WHAT IS REQUIRED
Rewrite every row below with "ahead of time" replaced by "in advance" and everything else unchanged, and leave the pictures out of your answer.

RECORDS PROVIDED
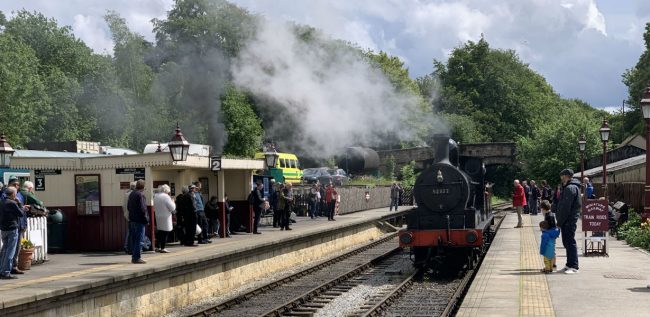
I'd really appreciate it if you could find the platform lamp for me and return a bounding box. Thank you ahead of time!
[598,118,612,199]
[640,86,650,220]
[0,133,15,168]
[167,123,190,162]
[264,150,280,172]
[578,133,587,198]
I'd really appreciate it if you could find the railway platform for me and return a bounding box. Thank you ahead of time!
[457,213,650,317]
[0,208,406,316]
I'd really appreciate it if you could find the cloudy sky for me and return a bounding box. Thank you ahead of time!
[0,0,650,109]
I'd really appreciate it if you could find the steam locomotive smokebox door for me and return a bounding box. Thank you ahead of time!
[415,164,469,214]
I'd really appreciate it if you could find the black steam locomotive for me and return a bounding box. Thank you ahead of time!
[399,135,494,271]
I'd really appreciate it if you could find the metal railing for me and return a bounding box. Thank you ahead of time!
[0,217,48,263]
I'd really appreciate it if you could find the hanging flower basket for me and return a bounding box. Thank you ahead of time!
[18,239,34,270]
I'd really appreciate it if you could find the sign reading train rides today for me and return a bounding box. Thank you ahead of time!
[582,199,609,232]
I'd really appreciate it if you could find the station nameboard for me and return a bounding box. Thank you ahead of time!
[210,156,221,172]
[115,167,144,181]
[34,176,45,192]
[582,199,609,232]
[34,169,61,176]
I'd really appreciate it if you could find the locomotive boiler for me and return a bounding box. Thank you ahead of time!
[399,135,494,271]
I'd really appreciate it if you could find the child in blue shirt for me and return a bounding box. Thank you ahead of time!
[539,200,557,270]
[539,220,560,274]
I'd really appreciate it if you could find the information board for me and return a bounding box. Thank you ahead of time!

OUTPUT
I'd really appreciate it if you could find the platform lamp for me and return a bounding box. Thank you in advance!
[598,118,612,199]
[640,86,650,220]
[0,133,15,168]
[167,123,190,162]
[264,150,280,172]
[578,133,587,198]
I'd really appreciate it if you could find the railway platform for me and return a bounding box. Thank you in advance!
[457,213,650,317]
[0,208,406,316]
I'd really appreciate it if you could find the cloudy sky for me and return a bounding box. Thank you in advance!
[0,0,650,109]
I'd really appreciate it if you could find the steam locomotive smokebox door for me and return a bounding box. Thank you in advance!
[415,164,469,214]
I'd really appreciate it if you could find the black steam locomotive for me and return a bounding box. Thank you in advance!
[399,135,494,271]
I'd really appreciate it if you could find the metal railing for me and return a bounding box. Thank you in advance!
[0,217,48,263]
I'd really appreciate it if you could find the hanging flower basket for me and return a bounding box. Thank you in advance!
[18,239,34,270]
I'd really appreciate it if you could find the sign reading train rides today for me and return a bounding box. Thank you in advance!
[582,199,609,232]
I'd really appreciate it if you could find the station nameboard for me and return a bounding box. Thank you in advance!
[210,156,221,172]
[115,167,144,181]
[34,176,45,192]
[582,199,609,232]
[34,169,61,176]
I'd really appreciate it if you could find the locomotive boiler for me and return a bounding box. Thank you in advance!
[399,135,494,271]
I'd really appreciate it if you could find the child in blue shirt for me and return a bounding box. Thank you in advance!
[539,200,557,270]
[539,220,560,274]
I'd really appreciate it if you could find the information board for me and return a bounding box. Thank you in advance!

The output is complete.